**WHAT TO PRODUCE**: Every entry below should be printed again exactly as it reads.

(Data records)

++++++++

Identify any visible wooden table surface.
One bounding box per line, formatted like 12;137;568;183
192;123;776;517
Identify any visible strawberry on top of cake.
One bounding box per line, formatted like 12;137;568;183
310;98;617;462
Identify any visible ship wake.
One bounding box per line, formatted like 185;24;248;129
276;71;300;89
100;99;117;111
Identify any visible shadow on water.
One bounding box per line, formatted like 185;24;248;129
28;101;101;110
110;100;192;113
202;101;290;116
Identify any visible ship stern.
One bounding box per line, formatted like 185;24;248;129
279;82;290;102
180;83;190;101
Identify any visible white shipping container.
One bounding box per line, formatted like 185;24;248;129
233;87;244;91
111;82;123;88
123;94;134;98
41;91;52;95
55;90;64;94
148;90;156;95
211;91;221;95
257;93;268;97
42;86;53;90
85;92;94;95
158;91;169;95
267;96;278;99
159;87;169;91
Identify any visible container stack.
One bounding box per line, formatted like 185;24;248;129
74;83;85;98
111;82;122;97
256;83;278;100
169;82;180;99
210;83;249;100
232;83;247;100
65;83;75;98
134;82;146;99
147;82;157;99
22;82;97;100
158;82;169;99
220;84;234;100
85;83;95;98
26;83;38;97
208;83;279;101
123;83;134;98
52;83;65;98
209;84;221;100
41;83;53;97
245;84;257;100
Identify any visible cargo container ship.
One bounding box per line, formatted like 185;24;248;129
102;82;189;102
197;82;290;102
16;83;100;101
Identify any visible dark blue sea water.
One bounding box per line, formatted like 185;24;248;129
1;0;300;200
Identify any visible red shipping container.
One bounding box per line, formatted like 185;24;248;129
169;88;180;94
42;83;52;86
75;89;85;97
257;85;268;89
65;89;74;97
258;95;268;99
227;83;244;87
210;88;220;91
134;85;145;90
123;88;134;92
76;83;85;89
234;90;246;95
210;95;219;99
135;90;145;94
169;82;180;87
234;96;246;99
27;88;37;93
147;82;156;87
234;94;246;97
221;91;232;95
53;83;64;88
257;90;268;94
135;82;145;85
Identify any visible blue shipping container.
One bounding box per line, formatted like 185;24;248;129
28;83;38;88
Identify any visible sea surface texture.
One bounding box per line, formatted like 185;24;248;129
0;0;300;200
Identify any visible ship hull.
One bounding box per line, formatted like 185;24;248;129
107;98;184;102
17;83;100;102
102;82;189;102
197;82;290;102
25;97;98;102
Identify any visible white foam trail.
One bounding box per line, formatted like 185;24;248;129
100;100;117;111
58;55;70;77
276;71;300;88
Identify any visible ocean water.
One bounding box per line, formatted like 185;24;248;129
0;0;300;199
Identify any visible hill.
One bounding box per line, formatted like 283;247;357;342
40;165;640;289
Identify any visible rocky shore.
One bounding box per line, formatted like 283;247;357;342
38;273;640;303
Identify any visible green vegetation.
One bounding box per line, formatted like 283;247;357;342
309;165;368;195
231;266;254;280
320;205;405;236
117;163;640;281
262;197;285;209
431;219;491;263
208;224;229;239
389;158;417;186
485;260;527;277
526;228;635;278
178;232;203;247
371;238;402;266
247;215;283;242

++++++++

**YOUR RESPONSE**:
Identify any visible wooden table surface.
One bounding box per line, formatted like 12;137;568;183
192;123;776;517
Identify any visible strawberry on top of cake.
One bounding box per line, formatted like 12;137;568;183
310;98;617;462
Identify any visible ship wake.
One bounding box per line, formatted like 185;24;248;129
276;71;300;89
100;99;117;111
Identify any visible shadow on water.
One bounding box per line, formatted like 185;24;248;129
28;101;101;110
110;100;192;113
202;101;290;116
Identify any visible ship stern.
One bounding box per line, formatted like 185;24;248;129
279;82;290;102
180;83;190;101
Identify any visible white shipping container.
One bounding box per line, formatted like 185;24;248;129
233;87;244;91
111;82;123;88
123;94;134;98
41;91;52;95
55;90;64;94
148;90;156;95
211;91;221;95
257;93;268;97
42;86;53;90
85;92;94;95
158;91;169;95
267;96;278;99
159;87;169;91
Identify any visible container stack.
One bounding box per line, formatted like 185;24;248;129
74;83;85;98
111;82;122;97
256;83;278;100
169;82;180;99
210;83;249;100
232;83;247;100
65;83;75;98
134;82;146;99
147;82;157;99
22;82;97;100
158;82;169;99
220;84;234;100
85;83;95;98
26;83;38;97
208;83;279;101
123;83;134;98
52;83;65;98
209;84;221;100
41;83;53;97
245;84;257;100
Identify any visible cargo container ship.
One bounding box per line, formatted like 185;24;248;129
102;82;189;102
197;82;290;102
16;83;100;101
Identify any visible dark blue sea water.
One bounding box per line, formatted like 185;24;248;129
1;0;300;200
Identify any visible red shipping container.
One bounding box per line, formatted like 185;24;248;129
169;88;180;94
42;83;52;86
75;89;85;97
257;85;268;89
65;89;74;97
258;95;268;99
227;83;244;87
210;88;220;91
134;85;145;90
123;88;134;92
76;83;85;89
234;90;246;95
210;95;219;99
135;90;145;94
169;82;180;87
234;96;246;99
27;88;37;93
147;82;156;87
234;94;246;97
221;91;232;95
53;83;64;88
257;90;268;94
135;82;145;85
Identify any visible blue shipping container.
One bounding box per line, formatted like 185;24;248;129
28;83;38;88
Identify any visible sea surface texture.
One bounding box per line, formatted like 185;24;248;129
0;0;300;200
Identify any visible ship hull.
One bounding box per line, formatted like 185;24;248;129
107;98;184;102
17;83;100;102
102;82;189;102
197;82;290;102
25;97;98;102
Identify any visible white foam trail.
One bounding box per line, formatted like 185;24;248;129
100;100;117;111
58;55;70;77
276;71;300;88
Identify any visible ocean water.
One bounding box per line, formatted like 185;24;248;129
0;0;300;199
Identify any visible hill.
One bounding box per line, formatted like 283;247;357;342
40;165;640;289
Identify any visible rocky shore.
One bounding box per line, formatted like 283;247;357;342
38;273;640;303
Identify any visible green vegetation.
One bounding box per line, formatted like 283;247;357;342
309;165;368;195
231;266;254;280
320;205;405;236
117;163;640;281
262;197;285;209
431;219;491;263
208;224;229;239
389;158;417;186
485;260;527;277
526;228;635;278
178;232;203;247
371;238;402;266
247;215;283;242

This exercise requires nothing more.